## Problem statement:
Pull out each line in the rows below that contains the word "When", matching its case exactly.

Point labeling examples:
****
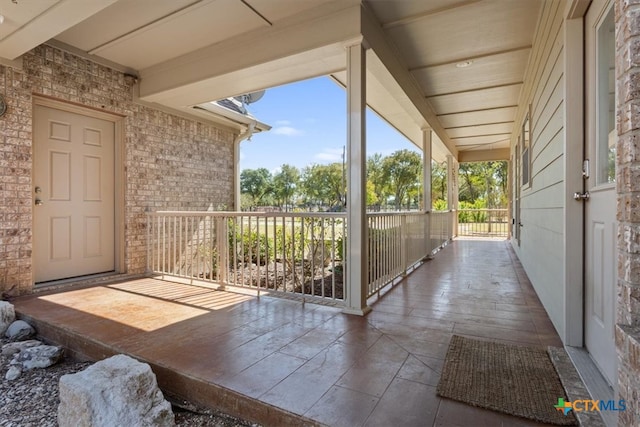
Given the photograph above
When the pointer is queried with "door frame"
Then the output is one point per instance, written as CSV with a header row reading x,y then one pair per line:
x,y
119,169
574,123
****
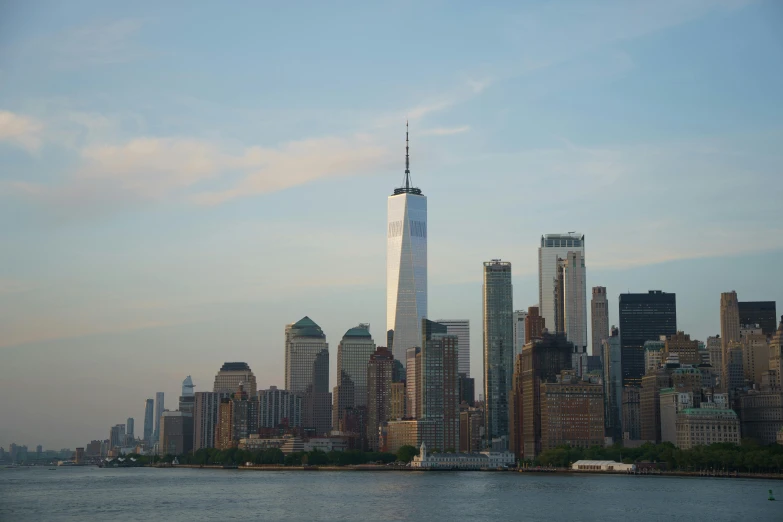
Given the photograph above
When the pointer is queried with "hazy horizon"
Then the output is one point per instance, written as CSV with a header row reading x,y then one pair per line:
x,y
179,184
****
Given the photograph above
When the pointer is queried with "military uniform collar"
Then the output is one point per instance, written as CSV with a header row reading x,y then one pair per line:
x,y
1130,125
****
## Output of the task:
When the pointer is queried with "door frame"
When the pointer is queried with "hazy horizon"
When the pointer is queried with "military uniform collar"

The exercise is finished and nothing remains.